• [Written exercise]: Reproduce the records verbatim, starting at their first line and ending at the line that contains "M 179 141 L", both included.

• [The input]:
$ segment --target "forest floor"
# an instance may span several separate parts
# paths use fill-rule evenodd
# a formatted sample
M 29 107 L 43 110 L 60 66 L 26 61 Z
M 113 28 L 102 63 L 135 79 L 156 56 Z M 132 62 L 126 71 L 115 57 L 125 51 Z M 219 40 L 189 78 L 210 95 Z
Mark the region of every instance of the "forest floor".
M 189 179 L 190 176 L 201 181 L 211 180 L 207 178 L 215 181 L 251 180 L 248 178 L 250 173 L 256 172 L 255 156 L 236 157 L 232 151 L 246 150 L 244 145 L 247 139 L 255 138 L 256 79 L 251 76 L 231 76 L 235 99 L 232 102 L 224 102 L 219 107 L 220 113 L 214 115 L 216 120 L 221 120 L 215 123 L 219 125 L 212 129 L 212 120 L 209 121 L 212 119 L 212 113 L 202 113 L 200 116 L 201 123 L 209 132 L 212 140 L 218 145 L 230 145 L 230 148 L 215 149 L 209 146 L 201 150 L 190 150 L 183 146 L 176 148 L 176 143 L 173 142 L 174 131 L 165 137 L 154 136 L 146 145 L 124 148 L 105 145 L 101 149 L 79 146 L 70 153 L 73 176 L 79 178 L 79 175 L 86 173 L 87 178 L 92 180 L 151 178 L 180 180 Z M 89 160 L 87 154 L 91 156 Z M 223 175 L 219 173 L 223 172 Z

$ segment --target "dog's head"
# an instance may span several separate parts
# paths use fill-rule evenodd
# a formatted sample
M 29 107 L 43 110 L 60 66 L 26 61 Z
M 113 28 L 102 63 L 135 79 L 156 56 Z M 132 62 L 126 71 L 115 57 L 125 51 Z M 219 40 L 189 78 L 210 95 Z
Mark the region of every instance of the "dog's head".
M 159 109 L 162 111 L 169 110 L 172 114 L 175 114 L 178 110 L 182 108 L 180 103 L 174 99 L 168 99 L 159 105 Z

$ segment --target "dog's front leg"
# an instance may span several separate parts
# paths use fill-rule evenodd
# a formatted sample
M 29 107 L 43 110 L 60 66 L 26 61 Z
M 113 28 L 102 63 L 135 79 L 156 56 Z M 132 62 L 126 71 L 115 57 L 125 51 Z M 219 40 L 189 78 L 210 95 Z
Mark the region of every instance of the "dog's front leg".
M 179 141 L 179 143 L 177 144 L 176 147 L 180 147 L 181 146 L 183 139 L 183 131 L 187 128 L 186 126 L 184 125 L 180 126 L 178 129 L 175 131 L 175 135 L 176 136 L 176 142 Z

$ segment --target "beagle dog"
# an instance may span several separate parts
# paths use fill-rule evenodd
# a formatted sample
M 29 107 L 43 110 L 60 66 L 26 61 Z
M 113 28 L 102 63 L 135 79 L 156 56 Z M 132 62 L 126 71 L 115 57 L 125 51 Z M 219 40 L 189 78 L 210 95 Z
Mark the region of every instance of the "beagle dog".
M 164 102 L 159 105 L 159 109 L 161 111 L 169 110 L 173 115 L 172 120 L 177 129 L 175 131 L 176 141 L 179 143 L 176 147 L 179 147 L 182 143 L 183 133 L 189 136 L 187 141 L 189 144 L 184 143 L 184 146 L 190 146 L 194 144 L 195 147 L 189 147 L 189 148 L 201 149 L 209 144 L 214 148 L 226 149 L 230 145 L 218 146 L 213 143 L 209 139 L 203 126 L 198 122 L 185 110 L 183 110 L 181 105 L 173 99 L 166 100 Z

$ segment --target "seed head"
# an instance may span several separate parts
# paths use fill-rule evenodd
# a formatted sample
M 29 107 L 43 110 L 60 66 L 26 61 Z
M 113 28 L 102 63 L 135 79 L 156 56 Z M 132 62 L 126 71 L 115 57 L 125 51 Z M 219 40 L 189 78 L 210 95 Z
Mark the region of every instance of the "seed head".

• [Exercise solution]:
$ segment --target "forest floor"
# an instance may span several separate parts
# paths use fill-rule evenodd
# a formatted sample
M 29 107 L 43 110 L 60 66 L 26 61 Z
M 113 28 L 102 63 L 135 79 L 156 56 Z M 132 62 L 126 71 L 115 57 L 125 51 Z M 219 40 L 189 78 L 210 95 Z
Mark the region of every instance of the "forest floor".
M 189 179 L 190 176 L 201 181 L 211 180 L 207 178 L 215 181 L 251 180 L 248 178 L 250 173 L 256 172 L 255 156 L 236 157 L 232 151 L 246 150 L 244 145 L 247 139 L 255 138 L 256 79 L 251 76 L 231 76 L 235 99 L 232 102 L 224 102 L 219 107 L 220 113 L 214 115 L 216 120 L 221 120 L 215 123 L 219 125 L 212 129 L 212 120 L 209 121 L 212 119 L 212 113 L 202 113 L 200 116 L 201 123 L 209 132 L 212 140 L 218 145 L 230 145 L 230 148 L 215 149 L 209 146 L 201 150 L 190 150 L 183 146 L 176 148 L 176 143 L 173 142 L 174 131 L 165 137 L 154 136 L 146 145 L 124 148 L 105 145 L 101 149 L 79 146 L 70 153 L 73 176 L 79 178 L 79 175 L 86 173 L 87 178 L 92 180 L 151 178 L 180 180 Z M 89 160 L 87 154 L 91 156 Z M 223 175 L 219 173 L 223 172 Z

$ segment --target "dog's head"
# an instance may span several separate parts
# paths use fill-rule evenodd
# a formatted sample
M 29 107 L 43 110 L 60 66 L 26 61 Z
M 113 28 L 102 63 L 135 79 L 156 56 Z M 132 62 L 126 71 L 115 57 L 125 51 Z M 219 40 L 189 78 L 210 95 Z
Mark the region of every instance of the "dog's head".
M 159 109 L 162 111 L 169 110 L 172 114 L 175 114 L 178 110 L 182 108 L 180 103 L 174 99 L 168 99 L 159 105 Z

$ segment --target "dog's front leg"
# an instance may span several separate parts
# paths use fill-rule evenodd
# a formatted sample
M 29 107 L 43 110 L 60 66 L 26 61 Z
M 113 28 L 102 63 L 135 79 L 156 56 Z M 132 62 L 126 71 L 115 57 L 125 51 Z M 219 40 L 189 78 L 210 95 Z
Mark the region of every instance of the "dog's front leg".
M 179 141 L 179 143 L 177 144 L 176 147 L 180 147 L 181 146 L 183 139 L 183 131 L 187 128 L 186 126 L 184 125 L 180 126 L 178 129 L 175 131 L 175 135 L 176 136 L 176 142 Z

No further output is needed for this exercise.